┏━━
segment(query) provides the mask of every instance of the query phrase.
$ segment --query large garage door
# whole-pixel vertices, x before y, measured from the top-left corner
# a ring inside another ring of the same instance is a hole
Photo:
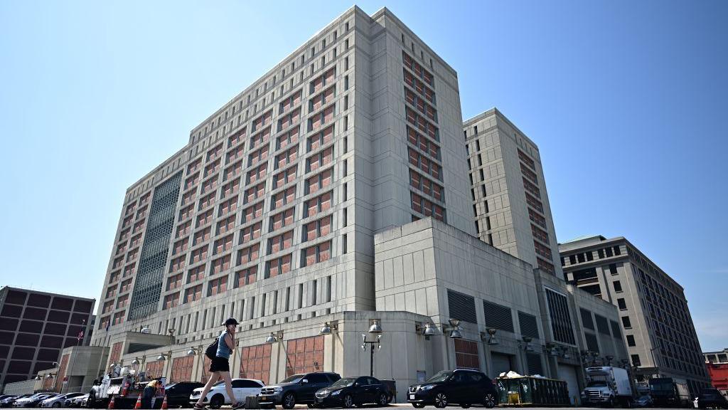
[[[574,400],[579,397],[579,379],[577,376],[577,368],[569,365],[558,365],[558,379],[566,381],[569,387],[569,399],[571,404],[576,404]]]
[[[491,360],[493,361],[493,369],[491,374],[491,378],[498,377],[501,373],[508,373],[513,368],[513,356],[510,355],[503,355],[502,353],[491,353]]]

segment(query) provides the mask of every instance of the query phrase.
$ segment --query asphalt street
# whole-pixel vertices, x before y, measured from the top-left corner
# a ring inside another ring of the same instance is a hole
[[[387,406],[387,407],[391,409],[392,410],[400,410],[401,409],[414,409],[414,407],[412,407],[411,404],[407,404],[407,403],[390,404],[389,406]],[[495,409],[507,409],[509,407],[513,407],[513,406],[502,406],[502,407],[496,407]],[[378,406],[375,406],[375,405],[371,405],[371,406],[363,406],[363,408],[365,408],[365,409],[377,409]],[[460,409],[460,408],[461,407],[459,406],[448,406],[446,407],[446,409]],[[472,409],[477,409],[477,408],[485,409],[485,407],[483,407],[482,406],[473,406],[472,407]],[[191,409],[191,407],[190,407],[189,409]],[[229,409],[230,406],[223,406],[221,409],[221,410]],[[280,406],[277,406],[276,409],[277,410],[280,410],[282,408]],[[306,406],[303,406],[303,405],[298,405],[298,406],[296,406],[296,409],[307,409],[308,407],[306,407]],[[427,406],[424,409],[425,409],[425,410],[435,410],[436,409],[436,408],[435,406]],[[559,409],[559,408],[558,408],[558,407],[527,407],[527,409],[529,409],[529,410],[553,410],[554,409]],[[583,409],[585,410],[585,409],[594,410],[595,409],[603,409],[603,408],[596,408],[596,407],[563,407],[563,409],[574,409],[574,410],[579,410],[579,409]],[[650,410],[662,410],[662,409],[660,408],[659,408],[659,407],[652,407],[652,408],[650,408]],[[668,409],[665,409],[664,410],[668,410]],[[675,409],[674,408],[671,408],[669,410],[675,410]]]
┗━━
Images in the records should not be copied. Repeat all the rest exactly.

> [COMPLETE OUTPUT]
segment(query) provides the mask of every instance of the query phrase.
$ segment --query large garage door
# whole-pixel vertices, x before y, measured from the top-left corner
# a ring inside another ring of the same instance is a hole
Photo:
[[[574,400],[579,397],[579,379],[577,376],[577,368],[569,365],[558,365],[558,379],[566,381],[569,387],[569,399],[571,404],[576,404]]]
[[[491,360],[493,361],[493,369],[491,374],[491,378],[498,377],[501,373],[508,373],[513,368],[513,356],[510,355],[503,355],[502,353],[491,353]]]

segment(query) provides the mask of every instance of the query phrase.
$ segment --query asphalt street
# whole-pixel vertices, x before y, measured from the top-left corner
# a ring inside another ring of the same instance is a hole
[[[387,406],[387,407],[391,409],[392,410],[400,410],[401,409],[414,409],[414,407],[412,407],[411,404],[407,404],[407,403],[390,404],[389,406]],[[495,409],[507,409],[509,407],[513,407],[513,406],[502,406],[502,407],[496,407]],[[378,406],[375,406],[375,405],[371,405],[371,406],[363,406],[363,408],[365,408],[365,409],[377,409]],[[460,409],[460,408],[461,407],[459,406],[448,406],[446,407],[446,409]],[[472,409],[477,409],[477,408],[485,409],[485,407],[483,407],[482,406],[473,406],[472,407]],[[191,409],[191,407],[190,407],[189,409]],[[229,409],[230,406],[223,406],[221,409],[221,410]],[[280,406],[277,406],[276,409],[277,410],[280,410],[282,408]],[[306,406],[303,406],[303,405],[298,405],[298,406],[296,406],[296,409],[307,409],[308,407],[306,407]],[[427,406],[424,409],[425,409],[425,410],[435,410],[436,409],[436,408],[435,406]],[[559,409],[559,408],[558,408],[558,407],[527,407],[527,409],[529,409],[529,410],[553,410],[554,409]],[[583,409],[585,410],[585,409],[594,410],[595,409],[603,409],[603,408],[596,408],[596,407],[563,407],[563,409],[574,409],[574,410],[579,410],[579,409]],[[650,410],[662,410],[662,409],[660,408],[659,408],[659,407],[652,407],[652,408],[650,408]],[[668,409],[665,409],[664,410],[668,410]],[[675,409],[674,408],[671,408],[669,410],[675,410]]]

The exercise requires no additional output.